— WORK TASK —
Your result should be the lines holding the word "snow", copied from the entries below.

===

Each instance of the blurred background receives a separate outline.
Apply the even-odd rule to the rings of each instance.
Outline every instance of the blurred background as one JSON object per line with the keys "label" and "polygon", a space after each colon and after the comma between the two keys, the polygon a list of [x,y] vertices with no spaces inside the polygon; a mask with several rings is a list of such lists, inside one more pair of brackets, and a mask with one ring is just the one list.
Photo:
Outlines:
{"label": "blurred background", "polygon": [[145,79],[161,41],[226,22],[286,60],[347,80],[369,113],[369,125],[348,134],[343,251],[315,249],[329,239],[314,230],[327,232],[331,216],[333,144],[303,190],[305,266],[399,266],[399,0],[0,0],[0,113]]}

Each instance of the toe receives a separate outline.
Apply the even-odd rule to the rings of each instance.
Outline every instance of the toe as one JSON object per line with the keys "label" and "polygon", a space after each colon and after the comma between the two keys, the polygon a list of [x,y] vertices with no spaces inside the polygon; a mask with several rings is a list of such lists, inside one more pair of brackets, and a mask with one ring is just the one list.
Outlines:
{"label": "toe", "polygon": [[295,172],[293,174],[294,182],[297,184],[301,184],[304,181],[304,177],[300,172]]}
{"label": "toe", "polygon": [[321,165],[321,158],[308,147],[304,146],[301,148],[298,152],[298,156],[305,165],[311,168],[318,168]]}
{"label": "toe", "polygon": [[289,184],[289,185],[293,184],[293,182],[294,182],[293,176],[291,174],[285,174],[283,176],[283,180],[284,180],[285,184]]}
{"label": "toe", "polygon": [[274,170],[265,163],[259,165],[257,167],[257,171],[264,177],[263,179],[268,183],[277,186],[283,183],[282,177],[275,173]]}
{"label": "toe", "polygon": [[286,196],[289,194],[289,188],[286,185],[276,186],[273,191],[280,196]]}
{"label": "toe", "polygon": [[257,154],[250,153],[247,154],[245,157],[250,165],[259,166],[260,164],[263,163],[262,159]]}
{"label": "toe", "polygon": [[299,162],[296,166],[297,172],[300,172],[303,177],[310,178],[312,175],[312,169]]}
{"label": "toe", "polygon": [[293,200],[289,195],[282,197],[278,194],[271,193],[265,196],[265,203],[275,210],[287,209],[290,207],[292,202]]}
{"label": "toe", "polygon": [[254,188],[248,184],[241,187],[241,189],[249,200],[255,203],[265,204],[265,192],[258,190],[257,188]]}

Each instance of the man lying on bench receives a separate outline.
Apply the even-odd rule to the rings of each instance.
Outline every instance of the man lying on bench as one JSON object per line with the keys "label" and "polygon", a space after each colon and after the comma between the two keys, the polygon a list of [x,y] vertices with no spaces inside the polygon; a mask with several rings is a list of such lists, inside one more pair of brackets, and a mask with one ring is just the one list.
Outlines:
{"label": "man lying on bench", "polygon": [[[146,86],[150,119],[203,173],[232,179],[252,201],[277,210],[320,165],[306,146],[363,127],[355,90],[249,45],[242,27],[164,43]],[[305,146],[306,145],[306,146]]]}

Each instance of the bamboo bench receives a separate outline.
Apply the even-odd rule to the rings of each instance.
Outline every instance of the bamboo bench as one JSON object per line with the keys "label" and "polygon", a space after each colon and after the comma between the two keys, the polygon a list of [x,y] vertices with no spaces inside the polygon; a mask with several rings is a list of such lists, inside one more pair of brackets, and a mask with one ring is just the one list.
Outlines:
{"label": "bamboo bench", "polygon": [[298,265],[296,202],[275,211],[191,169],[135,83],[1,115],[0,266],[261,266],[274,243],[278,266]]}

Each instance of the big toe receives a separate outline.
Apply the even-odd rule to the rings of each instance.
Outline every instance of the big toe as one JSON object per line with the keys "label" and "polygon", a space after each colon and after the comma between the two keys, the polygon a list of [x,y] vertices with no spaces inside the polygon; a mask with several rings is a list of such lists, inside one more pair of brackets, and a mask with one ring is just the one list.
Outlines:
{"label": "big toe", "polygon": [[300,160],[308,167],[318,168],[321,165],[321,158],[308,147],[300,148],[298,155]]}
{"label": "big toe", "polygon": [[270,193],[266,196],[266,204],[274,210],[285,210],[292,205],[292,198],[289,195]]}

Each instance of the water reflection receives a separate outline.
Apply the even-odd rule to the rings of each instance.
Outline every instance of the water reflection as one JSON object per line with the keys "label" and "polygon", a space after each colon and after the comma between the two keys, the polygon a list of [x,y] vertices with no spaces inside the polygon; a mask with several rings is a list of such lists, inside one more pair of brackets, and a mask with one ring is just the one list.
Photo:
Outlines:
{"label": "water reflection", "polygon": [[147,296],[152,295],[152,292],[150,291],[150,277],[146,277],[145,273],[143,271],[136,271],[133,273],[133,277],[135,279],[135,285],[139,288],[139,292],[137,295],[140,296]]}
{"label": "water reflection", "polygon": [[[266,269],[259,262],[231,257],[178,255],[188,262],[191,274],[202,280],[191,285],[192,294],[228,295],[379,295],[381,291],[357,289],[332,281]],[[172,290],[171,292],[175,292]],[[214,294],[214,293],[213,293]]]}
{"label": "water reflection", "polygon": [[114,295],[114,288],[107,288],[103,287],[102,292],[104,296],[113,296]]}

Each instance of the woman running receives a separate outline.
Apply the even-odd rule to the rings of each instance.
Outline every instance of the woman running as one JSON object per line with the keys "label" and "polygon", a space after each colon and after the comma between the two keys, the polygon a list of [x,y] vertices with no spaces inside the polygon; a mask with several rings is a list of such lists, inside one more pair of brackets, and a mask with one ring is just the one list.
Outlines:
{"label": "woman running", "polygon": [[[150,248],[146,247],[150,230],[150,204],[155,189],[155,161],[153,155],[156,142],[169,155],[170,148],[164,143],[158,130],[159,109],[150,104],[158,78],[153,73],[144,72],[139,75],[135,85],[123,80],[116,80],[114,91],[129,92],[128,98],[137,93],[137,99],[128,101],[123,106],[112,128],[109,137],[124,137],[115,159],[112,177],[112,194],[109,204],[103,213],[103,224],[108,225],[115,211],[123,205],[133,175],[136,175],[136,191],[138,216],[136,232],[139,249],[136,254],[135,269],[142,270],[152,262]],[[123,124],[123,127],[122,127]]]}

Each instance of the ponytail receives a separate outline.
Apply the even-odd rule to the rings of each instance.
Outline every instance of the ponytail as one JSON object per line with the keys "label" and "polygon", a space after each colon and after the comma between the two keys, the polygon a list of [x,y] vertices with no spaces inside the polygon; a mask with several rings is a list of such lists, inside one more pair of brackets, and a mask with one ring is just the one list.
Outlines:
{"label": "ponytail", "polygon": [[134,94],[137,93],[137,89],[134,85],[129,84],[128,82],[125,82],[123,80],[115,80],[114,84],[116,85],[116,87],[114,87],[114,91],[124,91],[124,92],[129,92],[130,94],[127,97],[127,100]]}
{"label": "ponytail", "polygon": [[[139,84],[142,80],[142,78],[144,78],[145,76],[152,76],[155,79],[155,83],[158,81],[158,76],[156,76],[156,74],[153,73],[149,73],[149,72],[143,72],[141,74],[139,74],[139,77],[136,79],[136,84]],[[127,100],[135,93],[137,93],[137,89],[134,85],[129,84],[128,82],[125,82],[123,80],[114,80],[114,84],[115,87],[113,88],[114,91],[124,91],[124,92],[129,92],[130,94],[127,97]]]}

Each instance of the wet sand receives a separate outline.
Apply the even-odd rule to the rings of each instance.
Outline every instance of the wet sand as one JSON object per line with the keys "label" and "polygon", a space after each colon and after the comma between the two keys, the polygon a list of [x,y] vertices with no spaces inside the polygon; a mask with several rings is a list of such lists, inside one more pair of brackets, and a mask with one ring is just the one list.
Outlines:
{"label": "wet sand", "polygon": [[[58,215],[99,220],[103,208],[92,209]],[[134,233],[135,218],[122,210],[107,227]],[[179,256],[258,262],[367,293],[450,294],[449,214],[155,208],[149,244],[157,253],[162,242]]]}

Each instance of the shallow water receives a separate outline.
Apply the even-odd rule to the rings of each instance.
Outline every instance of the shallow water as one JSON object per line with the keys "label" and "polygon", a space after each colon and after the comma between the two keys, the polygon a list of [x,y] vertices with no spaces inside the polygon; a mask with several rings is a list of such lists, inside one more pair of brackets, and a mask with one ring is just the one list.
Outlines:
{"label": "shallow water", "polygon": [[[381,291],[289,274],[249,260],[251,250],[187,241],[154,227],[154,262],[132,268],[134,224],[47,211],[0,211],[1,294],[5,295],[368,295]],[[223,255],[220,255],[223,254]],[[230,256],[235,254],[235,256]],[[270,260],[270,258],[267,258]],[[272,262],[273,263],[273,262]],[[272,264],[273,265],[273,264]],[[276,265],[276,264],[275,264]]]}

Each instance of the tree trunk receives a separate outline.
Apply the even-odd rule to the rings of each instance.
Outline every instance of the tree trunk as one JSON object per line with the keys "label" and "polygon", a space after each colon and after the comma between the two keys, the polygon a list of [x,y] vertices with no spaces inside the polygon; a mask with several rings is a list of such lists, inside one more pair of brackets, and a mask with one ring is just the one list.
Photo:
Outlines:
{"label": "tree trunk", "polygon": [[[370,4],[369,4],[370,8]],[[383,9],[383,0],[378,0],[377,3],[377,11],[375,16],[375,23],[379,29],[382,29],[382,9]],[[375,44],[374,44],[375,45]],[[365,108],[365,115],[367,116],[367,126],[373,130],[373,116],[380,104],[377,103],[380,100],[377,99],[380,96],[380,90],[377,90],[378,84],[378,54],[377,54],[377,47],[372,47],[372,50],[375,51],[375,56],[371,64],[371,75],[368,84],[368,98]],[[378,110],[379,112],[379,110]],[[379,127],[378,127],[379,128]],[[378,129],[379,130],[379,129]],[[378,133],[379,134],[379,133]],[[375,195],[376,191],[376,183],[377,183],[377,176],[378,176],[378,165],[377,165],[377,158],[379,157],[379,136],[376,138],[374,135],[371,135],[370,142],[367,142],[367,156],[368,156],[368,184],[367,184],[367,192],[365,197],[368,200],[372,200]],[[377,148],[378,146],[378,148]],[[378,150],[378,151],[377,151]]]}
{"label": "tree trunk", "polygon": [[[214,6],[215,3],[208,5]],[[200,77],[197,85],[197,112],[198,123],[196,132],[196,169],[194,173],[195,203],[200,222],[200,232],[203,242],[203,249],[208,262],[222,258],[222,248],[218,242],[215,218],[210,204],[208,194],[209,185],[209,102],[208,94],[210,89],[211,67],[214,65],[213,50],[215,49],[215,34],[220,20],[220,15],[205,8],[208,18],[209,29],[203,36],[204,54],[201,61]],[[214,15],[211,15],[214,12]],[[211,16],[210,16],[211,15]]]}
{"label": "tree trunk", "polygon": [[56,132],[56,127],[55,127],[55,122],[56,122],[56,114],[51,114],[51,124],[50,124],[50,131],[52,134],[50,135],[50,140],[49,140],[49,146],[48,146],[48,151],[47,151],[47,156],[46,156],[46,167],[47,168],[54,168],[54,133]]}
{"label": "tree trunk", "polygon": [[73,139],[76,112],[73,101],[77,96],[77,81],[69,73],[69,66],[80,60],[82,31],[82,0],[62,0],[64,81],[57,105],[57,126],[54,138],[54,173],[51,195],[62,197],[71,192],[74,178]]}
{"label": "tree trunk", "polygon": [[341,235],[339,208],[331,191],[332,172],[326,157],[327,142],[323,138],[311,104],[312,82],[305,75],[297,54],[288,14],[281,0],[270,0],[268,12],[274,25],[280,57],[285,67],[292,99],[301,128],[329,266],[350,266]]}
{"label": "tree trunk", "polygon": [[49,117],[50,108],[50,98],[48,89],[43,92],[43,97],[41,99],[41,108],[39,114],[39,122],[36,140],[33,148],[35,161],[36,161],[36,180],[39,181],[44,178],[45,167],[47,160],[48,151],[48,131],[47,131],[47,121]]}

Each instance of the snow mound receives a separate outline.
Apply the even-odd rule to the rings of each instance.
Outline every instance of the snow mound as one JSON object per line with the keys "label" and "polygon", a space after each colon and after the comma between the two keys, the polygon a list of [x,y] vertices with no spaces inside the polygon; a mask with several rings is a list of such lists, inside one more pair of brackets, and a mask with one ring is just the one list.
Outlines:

===

— RESULT OF THE EXERCISE —
Each instance of the snow mound receives a separate outline.
Outline every instance of the snow mound as one JSON object per line with the keys "label" and "polygon", a space after each colon and after the comma between the two keys, the polygon a list of [x,y] vertices with no spaces inside the polygon; a mask with several rings is a list of such lists, inside one more pair of brackets, and a mask with one ring is just the one list.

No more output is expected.